[Activities]
[1] From the kombucha text below, list every group of people who should not drink kombucha unless their doctor clears it.
[2] In the kombucha text below, what can the added sugars in store-bought kombucha lead to if consumed excessively?
[3] Retype the passage of the kombucha text below that opens with the words containing "Store-bought kombucha may" and closes with "effects of kombucha.".

[Excerpted text]
Start of Block

Store-bought kombucha may contain added sugars that can lead to unwanted weight gain and other health complications if consumed excessively.

Finally, it’s important to be cautious when making your own kombucha or consuming improperly prepared commercial products. They may contain harmful bacteria or fungi that can cause infections or other health problems. If you’re feeling dizzy, nauseous, or begin vomiting after consuming kombucha you should see your doctor right away, as this could be a reaction from improperly prepared kombucha. 

Pregnant women, children 4 years old and under, and people with serious health conditions should not consume kombucha unless cleared by their doctor. These populations are the most at risk for the dangerous effects of kombucha.

Is Kombucha Good for Gut Health?

Regular consumption of kombucha has been associated with positive changes in the digestive system, particularly for those who are generally healthy. Probiotic content in kombucha can promote a balanced gut microbiome, but it is not the only beneficial component of this fermented tea beverage.

End of Block

[Dataset]
Start of Block

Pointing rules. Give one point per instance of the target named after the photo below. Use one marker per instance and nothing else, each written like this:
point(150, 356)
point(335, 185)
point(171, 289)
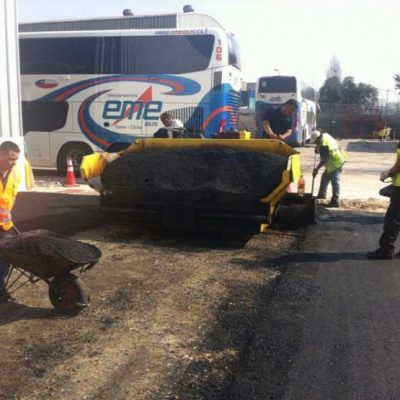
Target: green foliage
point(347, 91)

End of Block
Start of Block

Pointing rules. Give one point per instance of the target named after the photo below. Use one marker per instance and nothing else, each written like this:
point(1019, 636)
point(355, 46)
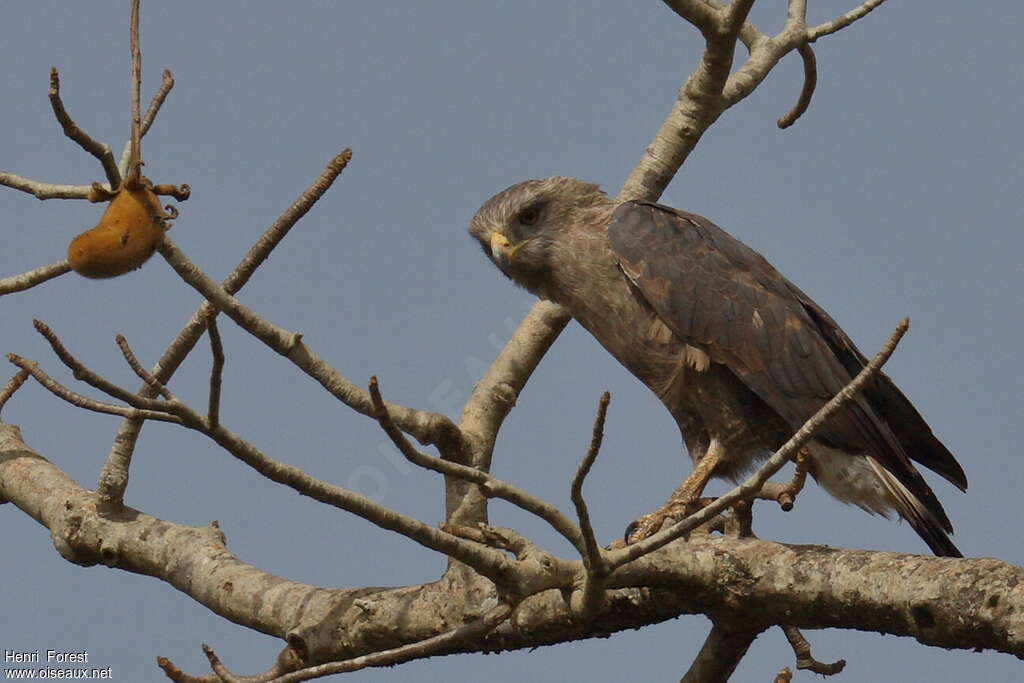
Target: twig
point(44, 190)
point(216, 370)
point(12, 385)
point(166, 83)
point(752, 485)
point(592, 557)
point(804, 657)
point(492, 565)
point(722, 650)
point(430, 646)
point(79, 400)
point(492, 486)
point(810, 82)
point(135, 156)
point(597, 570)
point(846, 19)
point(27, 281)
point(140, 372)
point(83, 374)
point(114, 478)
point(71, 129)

End of Block

[Answers to each task]
[1]
Pregnant women
Children 4 years old and under
People with serious health conditions

[2] Unwanted weight gain and other health complications.

[3]
Store-bought kombucha may contain added sugars that can lead to unwanted weight gain and other health complications if consumed excessively.

Finally, it’s important to be cautious when making your own kombucha or consuming improperly prepared commercial products. They may contain harmful bacteria or fungi that can cause infections or other health problems. If you’re feeling dizzy, nauseous, or begin vomiting after consuming kombucha you should see your doctor right away, as this could be a reaction from improperly prepared kombucha. 

Pregnant women, children 4 years old and under, and people with serious health conditions should not consume kombucha unless cleared by their doctor. These populations are the most at risk for the dangerous effects of kombucha.